OBJECTIVE 1 » In the forum thread about pet rats below, what does Ratfinx plan to hide peas or corn under during a water treasure hunt?

That sounds so cute! We've never done that with our rattys. I will go bget some peas today 


Sent from Petguide.com App


----------



## Ratfinx (Feb 19, 2013)

Well the only reason really I started doing it with mine was because they was so scared for getting bathed, so it's helping them get used to the water, they do really enjoy it though, I'm gunna get some soft pebbles and do like a treasure hunt in water and hide peas or corn under them,


Sent from Petguide.com Free App


----------



## Hero-wuff (Sep 27, 2012)

I'm glad you got a little job for yourself, i hope everything goes okay for you~
oof, Newcastle? I live near there, it's a pretty nice place i suppose but a long way from where you are. Will you be keeping contact or break it off?
Also, pea fishing, i'm scared to get my boys wet because it's so cold here, even in the house, i'm afraid they would catch something


----------



## Gannyaan (Dec 7, 2012)

Hey ratfinx... My mom also hates rats... But to the extreme. She's terrified of them! When I told her i was getting them to keep me company while i was away for school, she flipped and screamed and said that it was insane etc etc etc... (In my culture, animals are supposed to be kept outside ... And rats are disgusting ) so now, every other conversation i have with her, I tell her how cute they are, how they're litter trained, how they got sick, etc etc... Basically, I just bombard her with the idea that when I come home, the rats are coming too. It's been 5 months since I'm using this tactic, and it's slowly wearing her down... Try the same with your mum. 


Sent from Petguide.com Free App


----------



## Ratfinx (Feb 19, 2013)

Hero-wuff said:


> I'm glad you got a little job for yourself, i hope everything goes okay for you~
> oof, Newcastle? I live near there, it's a pretty nice place i suppose but a long way from where you are. Will you be keeping contact or break it off?
> Also, pea fishing, i'm scared to get my boys wet because it's so cold here, even in the house, i'm afraid they would catch something


Only just read this haha, thanks  and no we will stay together still we've been together for nearly 5 years so two months apart isn't going to kill us haha plus ill probably take some time off work and go down there for a few weeks,  
And ah yeah our house is always really warm but to be honest they don't really get wet with pea fishing they only ever get there paws wet !

OBJECTIVE 2 » Find each line in the listing below that contains the word "caiman", and copy those lines.

(Records from a collection)
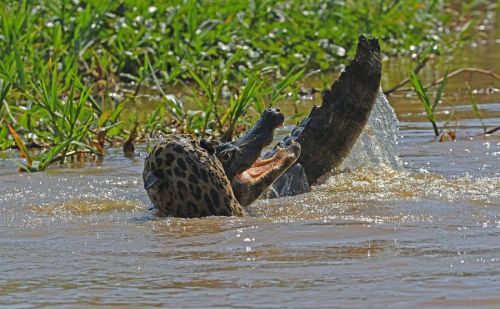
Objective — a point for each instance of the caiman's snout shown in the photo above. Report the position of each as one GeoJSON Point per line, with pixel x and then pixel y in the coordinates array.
{"type": "Point", "coordinates": [251, 183]}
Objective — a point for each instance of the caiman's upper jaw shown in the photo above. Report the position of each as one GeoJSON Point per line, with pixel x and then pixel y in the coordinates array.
{"type": "Point", "coordinates": [251, 183]}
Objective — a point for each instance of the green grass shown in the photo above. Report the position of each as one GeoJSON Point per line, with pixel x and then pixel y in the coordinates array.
{"type": "Point", "coordinates": [62, 61]}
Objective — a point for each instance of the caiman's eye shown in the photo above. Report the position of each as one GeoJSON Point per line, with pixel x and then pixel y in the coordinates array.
{"type": "Point", "coordinates": [226, 156]}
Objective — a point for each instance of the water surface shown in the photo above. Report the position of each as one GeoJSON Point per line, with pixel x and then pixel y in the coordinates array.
{"type": "Point", "coordinates": [418, 230]}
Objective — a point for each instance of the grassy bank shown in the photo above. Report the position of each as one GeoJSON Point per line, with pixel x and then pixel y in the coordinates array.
{"type": "Point", "coordinates": [64, 64]}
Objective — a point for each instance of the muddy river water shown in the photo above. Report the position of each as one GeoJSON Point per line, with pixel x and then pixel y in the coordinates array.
{"type": "Point", "coordinates": [411, 222]}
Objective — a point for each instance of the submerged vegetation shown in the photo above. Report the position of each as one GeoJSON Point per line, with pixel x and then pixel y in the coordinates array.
{"type": "Point", "coordinates": [68, 67]}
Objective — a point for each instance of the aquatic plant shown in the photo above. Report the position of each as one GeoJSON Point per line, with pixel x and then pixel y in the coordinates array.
{"type": "Point", "coordinates": [64, 63]}
{"type": "Point", "coordinates": [426, 100]}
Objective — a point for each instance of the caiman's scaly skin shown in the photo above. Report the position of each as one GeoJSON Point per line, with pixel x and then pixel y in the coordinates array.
{"type": "Point", "coordinates": [185, 177]}
{"type": "Point", "coordinates": [330, 131]}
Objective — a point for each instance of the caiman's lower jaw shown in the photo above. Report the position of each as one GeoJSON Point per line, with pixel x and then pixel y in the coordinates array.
{"type": "Point", "coordinates": [270, 168]}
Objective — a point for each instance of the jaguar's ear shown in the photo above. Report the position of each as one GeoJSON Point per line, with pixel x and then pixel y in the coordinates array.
{"type": "Point", "coordinates": [209, 145]}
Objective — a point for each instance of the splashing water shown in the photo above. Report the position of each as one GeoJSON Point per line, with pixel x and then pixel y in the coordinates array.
{"type": "Point", "coordinates": [378, 142]}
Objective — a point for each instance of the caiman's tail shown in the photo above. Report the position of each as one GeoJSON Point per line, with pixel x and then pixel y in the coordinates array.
{"type": "Point", "coordinates": [330, 131]}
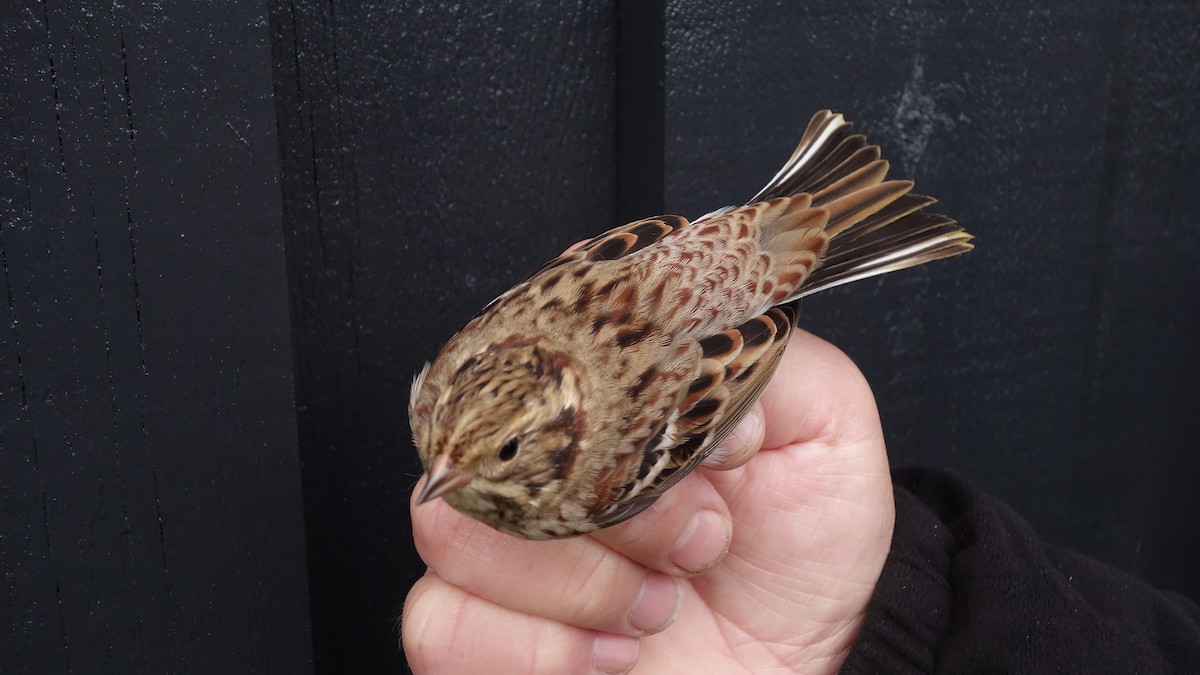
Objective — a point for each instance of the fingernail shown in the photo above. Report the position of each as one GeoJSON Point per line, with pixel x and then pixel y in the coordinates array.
{"type": "Point", "coordinates": [658, 605]}
{"type": "Point", "coordinates": [613, 655]}
{"type": "Point", "coordinates": [703, 544]}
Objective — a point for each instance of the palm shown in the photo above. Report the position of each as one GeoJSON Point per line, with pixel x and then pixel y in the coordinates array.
{"type": "Point", "coordinates": [811, 515]}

PROBLEM SOLUTION 1 » Soft pebbles.

PROBLEM SOLUTION 2 »
Objective — a point for each instance of the caiman's snout shown in the photo above. Report the position of each as one GeoJSON Point per line, with pixel x and then pixel y in the coordinates array.
Objective — a point for each instance of the caiman's upper jaw shown in the photo above. Report the position of each as one GeoJSON Point per line, with pixel x and then pixel y in the coordinates array.
Objective — a point for each instance of the caiman's eye shown in the photo above. Report the position of each as one GeoJSON Point per line, with pixel x and then pixel y in the coordinates array.
Objective — a point for each instance of the caiman's scaly skin shown in the photo above. Report the position of each as one GeoJSON Point per line, with pixel x and then pixel y in the coordinates array.
Objective — a point for each instance of the caiman's lower jaw shown in the photo above. Report the position of each as one GeoJSON Point per line, with pixel x and then pixel y in the coordinates array.
Objective — a point for each instance of the caiman's tail shown in the photo above. Report the position of each as one GeoJSON Point per line, with pixel x and then pixel y in the coordinates array.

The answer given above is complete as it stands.